▸ WHAT YOU SHOULD DO:
Can you format every line of the rows below as a JSON list of strings, one string per line, with blank lines and the pictures left out?

▸ DATA SHOWN:
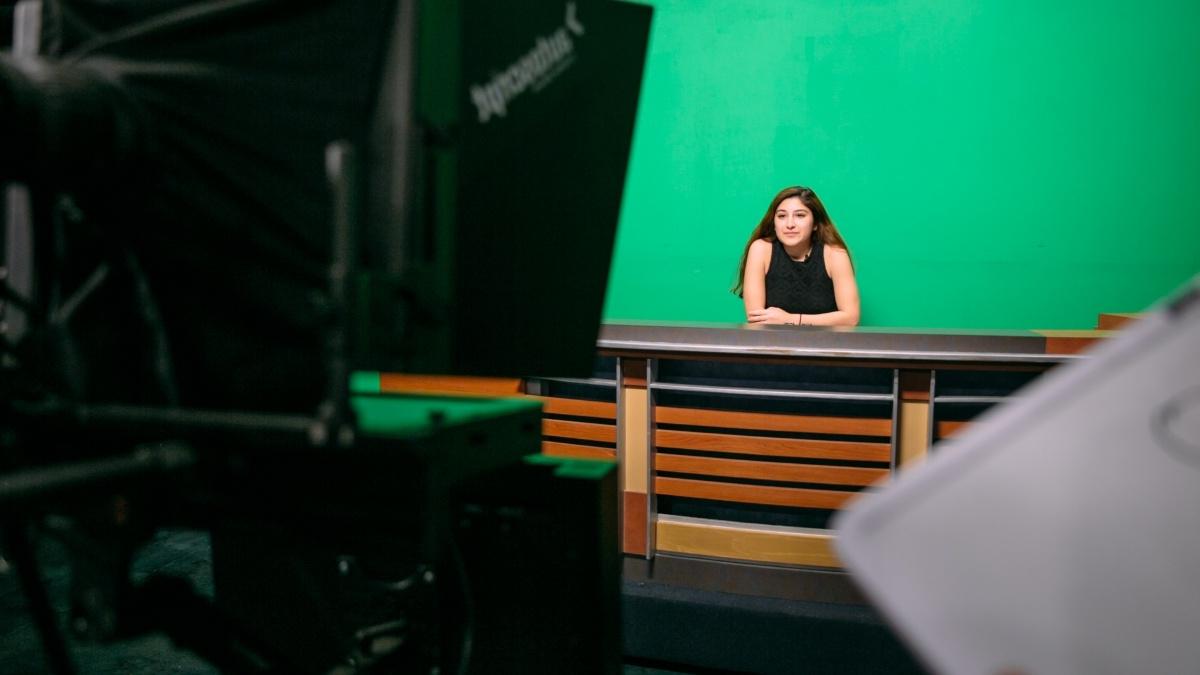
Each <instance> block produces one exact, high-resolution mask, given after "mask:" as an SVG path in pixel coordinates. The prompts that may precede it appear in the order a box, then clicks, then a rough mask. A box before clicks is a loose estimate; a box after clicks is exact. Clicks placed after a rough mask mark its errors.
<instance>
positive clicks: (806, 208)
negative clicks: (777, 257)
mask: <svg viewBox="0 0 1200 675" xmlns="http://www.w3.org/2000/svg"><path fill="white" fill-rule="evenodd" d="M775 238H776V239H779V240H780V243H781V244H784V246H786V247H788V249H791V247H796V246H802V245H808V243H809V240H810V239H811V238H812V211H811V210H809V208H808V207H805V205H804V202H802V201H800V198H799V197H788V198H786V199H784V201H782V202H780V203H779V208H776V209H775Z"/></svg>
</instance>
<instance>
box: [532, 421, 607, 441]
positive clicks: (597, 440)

▸ ANSWER SECTION:
[
  "Each <instance> block produces one exact, high-resolution mask, given after \"mask:\" as an SVG path in pixel coordinates. The prompts that may precede it appear in the order a box, then clicks, then a rough mask. A box before clicks is a loose estimate; a box after clicks is exact. Clicks placed after a rough mask mark its errors.",
  "<instance>",
  "positive clicks: (806, 208)",
  "negative clicks: (777, 257)",
  "mask: <svg viewBox=\"0 0 1200 675\" xmlns=\"http://www.w3.org/2000/svg\"><path fill=\"white\" fill-rule=\"evenodd\" d=\"M775 238H776V239H779V240H780V243H781V244H784V246H786V247H788V249H791V247H796V246H802V245H808V243H809V240H810V239H811V238H812V211H811V210H809V208H808V207H805V205H804V202H802V201H800V198H799V197H788V198H786V199H784V201H782V202H780V203H779V208H776V209H775Z\"/></svg>",
  "</instance>",
  "<instance>",
  "box: [532, 421, 607, 441]",
  "positive clicks: (597, 440)"
]